Giuseppe Perino, per chiunque lo conosca, è semplicemente Giusepìn. La sua musica, o meglio il suo modo di suonare (e di cantare), corrisponde alla sua personalità: solare, gentile, disponibile, entusiasta di condividere esperienze ed emozioni. Impara a suonare da molto giovane e lo decide quando sente per la prima volta un gruppo strumentale locale da ballo. Ne rimane attratto e affascinato, come un richiamo irresistibile, come se quella musica gli fosse da sempre familiare. Ciò di cui viene letteralmente folgorato non è tanto la linea melodica principale dei brani, o più in evidenza, quanto gli accompagnamenti. In effetti la musica tradizionale più antica è funzionale al ballo e si basa su formule, su modelli mobili sui quali è possibile costruire ogni volta un brano. Ogni brano può risultare quindi originale, nuovo, per quanto verosimigliante ad altri poiché ne condivide la struttura. Lo stesso accade nell'oralità quotidiana ed è particolarmente evidente con l'utilizzo della lingua madre locale francoprovenzale. Nella tecnica esecutiva degli strumenti musicali utilizzati per l'accompagnamento è peculiare l'uso di formule ritmico armoniche che corrispondono all'aspetto più arcaico e originale. La pulsazione ritmica è la base di ogni danza e tali formule sono la struttura necessaria sulla quale i passi di danza trovano il tempo e lo spazio per dispiegarsi. Si tratta di strutture tramandate nel tempo che rappresentano di fatto un modo di interpretare il tempo, di controllare il tempo, di vivere il tempo: una possibilità, una potenzialità esistenziale e collettiva.
Il suono amico è una definizione propria di Giusepìn ed è anche il titolo scelto per il documentario che ho realizzato con Luca Percivalle, di cui ho già accennato in altri numeri della rubrica. L'intenzione del documentario era di rappresentare, in modo per quanto più possibile corretto, questa tradizione musicale ma con il proposito di essere anche un tributo a chi tale tradizione la vive e contribuisce a mantenerla viva. Il suono amico di Giusepìn è la migliore sintesi e metafora di questo mondo, secondo noi.
Traduzione della registrazione:
Ma poi qui c'era solo la fanfara [inteso come piccolo insieme strumentale per il ballo, ndr.], non c'era la musica [intesa come banda musicale, ndr.]. La musica era un'altra, ma qui c'era solo la fanfara. Allora non c'era da suonare marce o quelle cose lì, quando ho imparato a fare la scala ho imparato così a suonare da ballo... puoi capire... è quello che mi piace ancora adesso. Quello che più mi piace è una fanfaretta lì da cinque o sei... La musica [banda musicale, ndr.] non mi sono mai tirato indietro perché... per non stare fuori dal giro ma altrimenti io non avrei mai suonato nella musica.... anche i concerti e quelle cose lì, sì sì sono belli da ascoltare ma io da mettermi lì in mezzo... sono sempre andato perché mi piaceva suonare, per essere della squadra. Ma la soddisfazione che ho avuto è dopo quando ho trovato la squadra lì, Notou e Silvestr: mannaggia, e quelli lì mi hanno proprio voluto bene.

[Estratti delle voci]
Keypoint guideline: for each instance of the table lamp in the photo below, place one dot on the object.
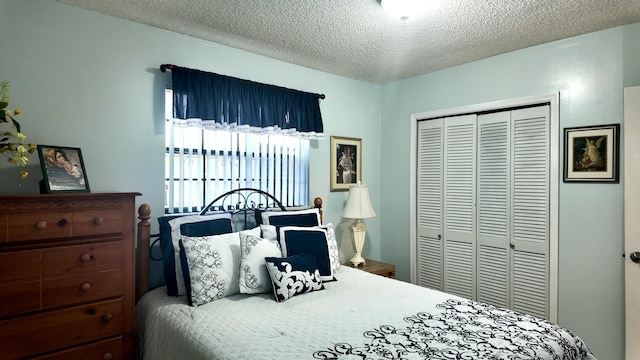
(358, 207)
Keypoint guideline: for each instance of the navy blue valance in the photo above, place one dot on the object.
(236, 103)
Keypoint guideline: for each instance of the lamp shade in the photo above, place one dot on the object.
(358, 205)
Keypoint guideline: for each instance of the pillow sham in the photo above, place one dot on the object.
(293, 275)
(298, 240)
(254, 278)
(308, 217)
(332, 243)
(211, 270)
(171, 228)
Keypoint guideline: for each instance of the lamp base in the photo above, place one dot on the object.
(358, 230)
(357, 259)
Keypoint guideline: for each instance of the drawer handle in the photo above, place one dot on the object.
(106, 318)
(85, 257)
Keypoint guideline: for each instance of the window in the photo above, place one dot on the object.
(202, 163)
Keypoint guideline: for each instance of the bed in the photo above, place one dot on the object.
(343, 314)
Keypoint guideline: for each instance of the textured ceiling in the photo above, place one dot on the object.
(357, 39)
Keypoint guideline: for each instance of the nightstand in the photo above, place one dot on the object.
(376, 267)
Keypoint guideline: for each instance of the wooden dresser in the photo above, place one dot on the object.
(66, 276)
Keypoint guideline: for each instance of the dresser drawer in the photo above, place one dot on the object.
(19, 298)
(81, 288)
(19, 266)
(31, 335)
(19, 282)
(81, 259)
(95, 222)
(39, 226)
(102, 350)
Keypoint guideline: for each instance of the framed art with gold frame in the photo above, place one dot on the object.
(346, 162)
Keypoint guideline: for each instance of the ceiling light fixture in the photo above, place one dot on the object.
(404, 9)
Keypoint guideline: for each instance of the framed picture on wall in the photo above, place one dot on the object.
(591, 154)
(346, 162)
(62, 169)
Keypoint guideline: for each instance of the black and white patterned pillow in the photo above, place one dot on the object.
(332, 243)
(254, 278)
(293, 275)
(213, 267)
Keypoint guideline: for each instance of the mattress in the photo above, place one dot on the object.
(358, 316)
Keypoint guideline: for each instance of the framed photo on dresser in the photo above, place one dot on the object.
(62, 169)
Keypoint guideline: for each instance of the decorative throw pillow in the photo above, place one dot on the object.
(269, 232)
(332, 243)
(171, 228)
(308, 217)
(212, 267)
(297, 240)
(293, 275)
(254, 278)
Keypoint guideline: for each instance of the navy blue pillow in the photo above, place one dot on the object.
(293, 275)
(299, 240)
(215, 226)
(310, 219)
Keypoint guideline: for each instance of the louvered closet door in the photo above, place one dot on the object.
(530, 201)
(493, 206)
(429, 203)
(459, 205)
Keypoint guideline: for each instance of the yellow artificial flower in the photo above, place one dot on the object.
(13, 144)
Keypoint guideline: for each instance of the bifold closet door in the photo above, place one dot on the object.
(446, 205)
(483, 207)
(494, 208)
(530, 236)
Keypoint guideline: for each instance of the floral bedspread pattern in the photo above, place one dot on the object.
(464, 330)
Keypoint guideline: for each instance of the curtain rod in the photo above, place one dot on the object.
(165, 67)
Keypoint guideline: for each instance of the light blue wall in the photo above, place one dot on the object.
(92, 81)
(589, 74)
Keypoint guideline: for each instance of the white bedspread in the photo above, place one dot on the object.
(359, 316)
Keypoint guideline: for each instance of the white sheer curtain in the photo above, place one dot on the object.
(202, 163)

[Consegna 1] Nel testo su Giusepìn, perché ogni brano di musica tradizionale può risultare nuovo pur somigliando ad altri? Rispondi in una o due frasi.
[Consegna 2] Cita alla lettera dal testo su Giusepìn la parte che comincia con le parole "Il suono amico è" e termina con "mondo, secondo noi.".

[Risposta corretta 1] La musica tradizionale più antica serve al ballo e si basa su formule, cioè modelli mobili su cui si costruisce ogni volta un brano. Per questo ogni brano può essere originale e nuovo, ma somiglia ad altri perché ne condivide la struttura.

[Risposta corretta 2]
Il suono amico è una definizione propria di Giusepìn ed è anche il titolo scelto per il documentario che ho realizzato con Luca Percivalle, di cui ho già accennato in altri numeri della rubrica. L'intenzione del documentario era di rappresentare, in modo per quanto più possibile corretto, questa tradizione musicale ma con il proposito di essere anche un tributo a chi tale tradizione la vive e contribuisce a mantenerla viva. Il suono amico di Giusepìn è la migliore sintesi e metafora di questo mondo, secondo noi.